### PROBLEM:
The full data must be written out exactly, with every line included.
◆ ◆ ◆ ◆
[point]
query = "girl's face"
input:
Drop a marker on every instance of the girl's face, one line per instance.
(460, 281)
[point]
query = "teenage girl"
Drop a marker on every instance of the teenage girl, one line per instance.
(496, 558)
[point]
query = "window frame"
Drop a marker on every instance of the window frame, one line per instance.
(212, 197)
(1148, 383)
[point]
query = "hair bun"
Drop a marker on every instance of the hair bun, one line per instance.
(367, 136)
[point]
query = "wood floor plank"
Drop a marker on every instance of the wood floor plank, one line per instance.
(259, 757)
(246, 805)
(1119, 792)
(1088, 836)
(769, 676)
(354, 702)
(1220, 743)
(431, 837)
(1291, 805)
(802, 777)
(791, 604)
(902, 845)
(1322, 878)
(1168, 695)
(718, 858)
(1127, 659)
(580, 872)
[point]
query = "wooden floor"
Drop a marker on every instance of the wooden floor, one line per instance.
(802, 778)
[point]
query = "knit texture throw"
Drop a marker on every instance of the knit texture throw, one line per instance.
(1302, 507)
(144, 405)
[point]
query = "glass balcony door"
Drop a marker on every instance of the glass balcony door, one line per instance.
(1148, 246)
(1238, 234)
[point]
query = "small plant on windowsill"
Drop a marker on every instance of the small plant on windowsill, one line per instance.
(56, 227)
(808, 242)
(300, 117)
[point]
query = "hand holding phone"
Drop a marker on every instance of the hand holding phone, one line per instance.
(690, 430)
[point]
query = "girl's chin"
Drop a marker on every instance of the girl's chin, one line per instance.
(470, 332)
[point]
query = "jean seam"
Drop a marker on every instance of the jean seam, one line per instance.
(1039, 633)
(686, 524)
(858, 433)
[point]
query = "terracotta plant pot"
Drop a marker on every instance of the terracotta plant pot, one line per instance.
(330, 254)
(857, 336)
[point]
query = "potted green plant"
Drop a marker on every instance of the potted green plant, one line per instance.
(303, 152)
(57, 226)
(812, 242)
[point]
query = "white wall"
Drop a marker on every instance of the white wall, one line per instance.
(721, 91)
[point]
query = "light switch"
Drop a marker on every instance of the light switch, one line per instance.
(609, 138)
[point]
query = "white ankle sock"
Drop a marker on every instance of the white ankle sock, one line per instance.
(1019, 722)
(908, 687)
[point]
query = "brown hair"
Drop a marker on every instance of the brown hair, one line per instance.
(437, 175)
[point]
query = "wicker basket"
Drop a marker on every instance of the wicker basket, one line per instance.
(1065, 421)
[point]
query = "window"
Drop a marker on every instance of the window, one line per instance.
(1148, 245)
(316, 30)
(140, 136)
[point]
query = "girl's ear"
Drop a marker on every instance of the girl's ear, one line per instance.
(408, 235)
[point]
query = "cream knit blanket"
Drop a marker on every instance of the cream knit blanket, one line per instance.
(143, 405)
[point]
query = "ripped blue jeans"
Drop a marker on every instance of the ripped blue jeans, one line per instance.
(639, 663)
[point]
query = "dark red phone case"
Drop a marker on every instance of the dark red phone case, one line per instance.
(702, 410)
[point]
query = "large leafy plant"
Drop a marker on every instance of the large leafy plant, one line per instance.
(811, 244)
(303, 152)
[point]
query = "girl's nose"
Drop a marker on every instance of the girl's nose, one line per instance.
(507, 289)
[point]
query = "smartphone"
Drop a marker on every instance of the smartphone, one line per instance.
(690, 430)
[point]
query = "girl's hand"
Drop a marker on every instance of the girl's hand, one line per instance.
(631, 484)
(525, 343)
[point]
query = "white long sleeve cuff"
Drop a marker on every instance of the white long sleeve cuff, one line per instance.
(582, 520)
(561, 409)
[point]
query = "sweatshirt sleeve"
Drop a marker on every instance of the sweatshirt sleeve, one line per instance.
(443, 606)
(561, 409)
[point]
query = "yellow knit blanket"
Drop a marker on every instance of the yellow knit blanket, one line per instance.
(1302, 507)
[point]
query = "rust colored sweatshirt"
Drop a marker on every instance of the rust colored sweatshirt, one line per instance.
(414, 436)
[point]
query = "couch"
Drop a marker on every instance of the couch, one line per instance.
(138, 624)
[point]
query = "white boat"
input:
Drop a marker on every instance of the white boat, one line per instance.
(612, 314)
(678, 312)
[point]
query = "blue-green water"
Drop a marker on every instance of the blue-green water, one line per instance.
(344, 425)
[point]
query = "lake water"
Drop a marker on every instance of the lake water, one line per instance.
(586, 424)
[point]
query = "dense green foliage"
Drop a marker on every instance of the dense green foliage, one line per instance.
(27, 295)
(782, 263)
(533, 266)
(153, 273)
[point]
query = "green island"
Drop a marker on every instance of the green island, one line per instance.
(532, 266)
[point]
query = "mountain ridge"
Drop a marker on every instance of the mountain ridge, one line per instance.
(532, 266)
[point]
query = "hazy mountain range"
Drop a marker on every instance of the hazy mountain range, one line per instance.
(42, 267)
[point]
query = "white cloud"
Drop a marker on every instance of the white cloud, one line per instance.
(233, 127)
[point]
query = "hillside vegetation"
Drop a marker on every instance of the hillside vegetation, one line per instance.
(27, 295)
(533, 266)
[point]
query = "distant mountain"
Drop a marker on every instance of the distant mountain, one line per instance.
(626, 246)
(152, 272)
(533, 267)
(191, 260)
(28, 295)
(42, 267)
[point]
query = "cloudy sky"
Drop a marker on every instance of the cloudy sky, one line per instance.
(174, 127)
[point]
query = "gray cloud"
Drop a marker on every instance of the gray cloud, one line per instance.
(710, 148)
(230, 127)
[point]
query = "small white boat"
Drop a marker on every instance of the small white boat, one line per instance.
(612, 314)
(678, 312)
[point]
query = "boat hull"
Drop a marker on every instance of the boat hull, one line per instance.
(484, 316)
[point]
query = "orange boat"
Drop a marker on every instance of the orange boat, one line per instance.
◆ ◆ ◆ ◆
### RESPONSE BELOW:
[point]
query = "girl's face"
input:
Drop a marker on every instance of the girl's face, one line per instance.
(460, 281)
[point]
query = "teenage girl"
Drop a marker on every instance of the teenage girl, one line per instance.
(496, 558)
[point]
query = "window frame"
Drop a marker on every instance of the window frame, one line per instance.
(212, 197)
(1148, 383)
[point]
query = "hair bun"
Drop a marker on every instance of the hair bun, one line per instance.
(367, 136)
[point]
query = "wood floor plank"
Drop a marker on every instance of the wood floor plank, one line per instance.
(259, 757)
(246, 805)
(1119, 792)
(1088, 836)
(769, 676)
(354, 702)
(1220, 743)
(431, 837)
(1291, 805)
(802, 777)
(791, 604)
(902, 845)
(1322, 878)
(1168, 695)
(718, 858)
(1127, 659)
(580, 872)
[point]
query = "wooden floor"
Drop a marker on every instance of the wooden floor, one line per instance.
(802, 778)
[point]
query = "knit texture throw"
Drop a marker on every instance of the knit texture throw, one line per instance.
(1302, 507)
(144, 405)
[point]
query = "glass balcony door"
Drop a marker on every instance of the glass balcony door, one line per instance.
(1148, 246)
(1238, 234)
[point]
query = "small plant on windowsill"
Drop a marker on every instance of the small plant on windowsill, one line per instance.
(56, 227)
(808, 242)
(300, 117)
[point]
query = "hand holding phone"
Drop a marker on every instance of the hand holding phone, one line per instance.
(690, 430)
[point]
query = "girl's chin"
Drop a marker on every instance of the girl's chin, one line per instance.
(470, 332)
[point]
query = "jean seam"
Drop a marker on every instance of the jean seam, one line per instance.
(1039, 633)
(686, 524)
(858, 433)
[point]
query = "terracotta plant pot"
Drop a marker on every instance of the terracotta plant pot, one line per instance.
(330, 254)
(857, 336)
[point]
query = "potted green plant"
Drop a marker on every instance of the potted green plant, one line per instance.
(303, 152)
(57, 226)
(812, 242)
[point]
query = "white wall"
Drop a marker on every instance of the white wall, one line per instance.
(721, 91)
[point]
query = "light switch"
Drop a marker on every instance of the light switch, one line per instance.
(609, 138)
[point]
query = "white ankle sock"
Drop a marker on every instance of the white ankle sock, one line per instance.
(1019, 722)
(908, 687)
[point]
query = "brown hair"
Drop a marker on every instance of the brown hair, one line per instance.
(437, 175)
[point]
query = "wicker basket"
Drop a marker on every instance of the wicker basket, one line per instance.
(1065, 421)
[point]
query = "window"
Drop a marker on every instance of the window, one line per instance.
(1148, 245)
(316, 30)
(140, 136)
[point]
query = "girl's ear"
Drop a marker on every instance of the girl's ear, one line per instance.
(408, 235)
[point]
query = "cream knit blanket"
Drop a marker on every instance of the cream knit blanket, one line per instance.
(143, 405)
[point]
query = "ripped blue jeans"
Drop a marker on every instance of the ripped blue jeans, one line per instance.
(639, 663)
[point]
query = "dark red phone case"
Drop a marker on every instance of the dark red phone case, one line per instance.
(702, 410)
[point]
query = "large leafy plant"
Drop a marker on every instance of the large leafy plant, one line per instance.
(811, 244)
(303, 152)
[point]
query = "girl's nose"
Drop a marker on every instance of the girl's nose, one line per instance.
(507, 289)
[point]
query = "smartphone"
Drop a marker on every instance of the smartphone, one line per instance.
(690, 430)
[point]
query = "girl's hand"
Drop a marker on every instance of the girl's hand, one line per instance.
(631, 484)
(525, 343)
[point]
query = "white long sleeve cuff"
Drop a marker on every instance of the white long sleeve cuff, one line per instance.
(582, 520)
(561, 409)
[point]
query = "sweatshirt sleeve"
Drop a marker on every instance of the sweatshirt sleeve, one line per instance.
(443, 606)
(561, 409)
[point]
query = "yellow knit blanket"
Drop a marker on every instance of the yellow knit blanket, one line per instance.
(1302, 507)
[point]
query = "rust colored sweatshirt"
Drop a marker on every instance of the rust colored sweatshirt, one line per instance.
(414, 436)
[point]
query = "couch"
Drop a marker on every instance of the couch, one line per instance.
(138, 624)
[point]
query = "white boat"
input:
Drop a marker on every instance of the white boat, one line per instance.
(612, 314)
(678, 312)
[point]
query = "blue-green water"
Drop a marker on every instance of the blue-green water, one line per instance.
(344, 425)
[point]
query = "lake water"
Drop a marker on every instance of the lake water, one line per instance.
(586, 424)
[point]
query = "dense green foliage"
Drop a marker on every instance of the dense green foliage, one line per instance.
(27, 295)
(782, 263)
(533, 266)
(153, 273)
[point]
query = "green island"
Drop a marker on every instance of the green island, one line per instance.
(532, 266)
[point]
query = "mountain ridge"
Drop a marker on every instance of the mountain ridge, one line per instance.
(532, 266)
[point]
query = "hazy mountain range"
Drop a marker on every instance of the hazy mountain range, one line per instance.
(42, 267)
[point]
query = "white cloud"
Drop a marker on every instance of the white cloud, one line per instance.
(233, 127)
[point]
query = "hillside vegetation"
Drop a marker on every instance of the hillside vegetation, one line per instance.
(27, 295)
(533, 266)
[point]
query = "distant mountain"
Drop a marker on every instance of the distant mountain, one line per instance.
(626, 246)
(152, 272)
(533, 267)
(191, 260)
(28, 295)
(42, 267)
[point]
query = "cloudy sky"
Drop a marker on every instance of the cloudy sky, one line per instance.
(174, 127)
[point]
query = "gray cloud"
Drop a marker on every instance of the gray cloud, one line per instance.
(710, 148)
(230, 127)
[point]
query = "small white boat"
Drop a marker on every instance of the small white boat, one line per instance.
(612, 314)
(678, 312)
[point]
query = "boat hull"
Drop a marker on every instance of the boat hull, one line per instance.
(484, 316)
[point]
query = "orange boat"
Drop a marker on every instance of the orange boat, one line per instance.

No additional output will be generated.